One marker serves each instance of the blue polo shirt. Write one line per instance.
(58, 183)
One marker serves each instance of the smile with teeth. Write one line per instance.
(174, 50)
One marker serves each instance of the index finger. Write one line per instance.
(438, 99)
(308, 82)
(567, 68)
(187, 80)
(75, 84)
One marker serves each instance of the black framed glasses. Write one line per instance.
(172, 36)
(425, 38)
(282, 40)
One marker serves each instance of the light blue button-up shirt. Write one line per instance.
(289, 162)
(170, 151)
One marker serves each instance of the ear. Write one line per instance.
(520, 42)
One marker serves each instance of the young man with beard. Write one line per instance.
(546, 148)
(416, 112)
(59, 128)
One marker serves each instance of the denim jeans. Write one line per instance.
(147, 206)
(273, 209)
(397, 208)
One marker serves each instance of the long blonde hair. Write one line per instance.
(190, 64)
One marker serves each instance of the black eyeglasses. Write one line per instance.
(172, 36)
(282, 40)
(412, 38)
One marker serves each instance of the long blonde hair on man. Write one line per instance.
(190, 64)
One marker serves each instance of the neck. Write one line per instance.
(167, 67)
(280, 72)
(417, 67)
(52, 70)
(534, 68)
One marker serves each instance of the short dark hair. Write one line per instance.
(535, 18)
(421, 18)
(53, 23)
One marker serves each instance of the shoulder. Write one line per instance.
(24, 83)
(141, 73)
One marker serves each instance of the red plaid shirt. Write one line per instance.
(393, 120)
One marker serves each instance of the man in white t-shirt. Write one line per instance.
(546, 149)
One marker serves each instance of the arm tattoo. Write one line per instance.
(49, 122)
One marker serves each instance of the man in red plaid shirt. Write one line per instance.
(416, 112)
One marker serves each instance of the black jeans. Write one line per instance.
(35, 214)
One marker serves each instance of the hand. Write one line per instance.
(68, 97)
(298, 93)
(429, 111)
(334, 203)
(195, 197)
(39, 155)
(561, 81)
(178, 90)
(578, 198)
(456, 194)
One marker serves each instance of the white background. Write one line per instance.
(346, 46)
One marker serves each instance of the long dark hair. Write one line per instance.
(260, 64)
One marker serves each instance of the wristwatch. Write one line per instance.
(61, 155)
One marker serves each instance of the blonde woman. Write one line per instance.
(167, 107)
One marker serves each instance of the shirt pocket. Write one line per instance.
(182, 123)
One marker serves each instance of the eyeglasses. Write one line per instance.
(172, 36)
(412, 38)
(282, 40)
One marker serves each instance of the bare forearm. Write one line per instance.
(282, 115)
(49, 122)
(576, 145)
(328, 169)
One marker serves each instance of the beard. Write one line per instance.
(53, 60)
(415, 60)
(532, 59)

• • • • • • •

:: Exercise objective ::
Reproduce every item above word for word, keeping the original order and line breaks.

:: Result for this exercise ::
One marker serves each instance of the blue polo shirt. Write one line per instance.
(58, 183)
One marker serves each instance of the smile with teeth. Write one line per instance.
(174, 50)
One marker serves each instance of the index finger. Write one line per instance.
(438, 99)
(308, 82)
(567, 68)
(187, 80)
(75, 84)
One marker serves each instance of the black framed glasses. Write one line per instance.
(172, 36)
(425, 38)
(282, 40)
One marker serves each instance of the light blue button-up shirt. Write one line per instance.
(289, 162)
(170, 151)
One marker serves each instance of the ear. Write one line per instance.
(520, 42)
One marker serves each instance of the young man with beard. Write one line per instance.
(546, 148)
(416, 112)
(59, 128)
One marker serves each instance of the denim jeans. Write one line per instance.
(147, 206)
(273, 209)
(397, 208)
One marker serves each instance of the long blonde hair. Write one line per instance.
(190, 64)
One marker serves each instance of the black eyeglasses. Write one line per instance.
(172, 36)
(282, 40)
(412, 38)
One marker serves each instance of the long blonde hair on man. Write one line per instance.
(190, 64)
One marker serves each instance of the neck. Write one line per instance.
(167, 67)
(280, 72)
(417, 67)
(52, 70)
(534, 68)
One marker serves each instance of the short dark hair. Write one line per instance.
(535, 18)
(421, 18)
(53, 23)
One marker serves each instance of the shoulder. Write one line per instance.
(24, 83)
(141, 73)
One marker serves each instance of the red plaid shirt. Write one line per instance.
(393, 120)
One marker serves each instance of the man in white t-shirt. Write one line per instance.
(546, 149)
One marker serves each instance of the arm tattoo. Write one line per instance.
(49, 122)
One marker serves each instance of the man in red plaid shirt. Write one line per instance.
(416, 112)
One marker serves each instance of the black jeans. Write one line per instance.
(35, 214)
One marker serves each instance of the hand. Write one line per instance.
(68, 97)
(298, 93)
(429, 111)
(334, 203)
(195, 197)
(39, 155)
(561, 81)
(178, 90)
(578, 198)
(456, 194)
One marker serves each instance of the white background. Write one line per instance.
(346, 46)
One marker serves each instance of the long dark hair. Write one line per instance.
(260, 64)
One marker serves each instance of the wristwatch. Write one line per instance.
(61, 155)
One marker serves each instance of the blonde woman. Write one line per instance.
(167, 107)
One marker serves each instance of the shirt pocket. Write one line per instance.
(182, 123)
One marker serves each instance of the eyeglasses. Write one line per instance.
(172, 36)
(412, 38)
(282, 40)
One marker serves each instance of the bare forearm. Write one line per instance.
(282, 115)
(49, 122)
(576, 145)
(328, 169)
One marker serves each instance of the beard. Write one line per instance.
(53, 60)
(415, 60)
(532, 59)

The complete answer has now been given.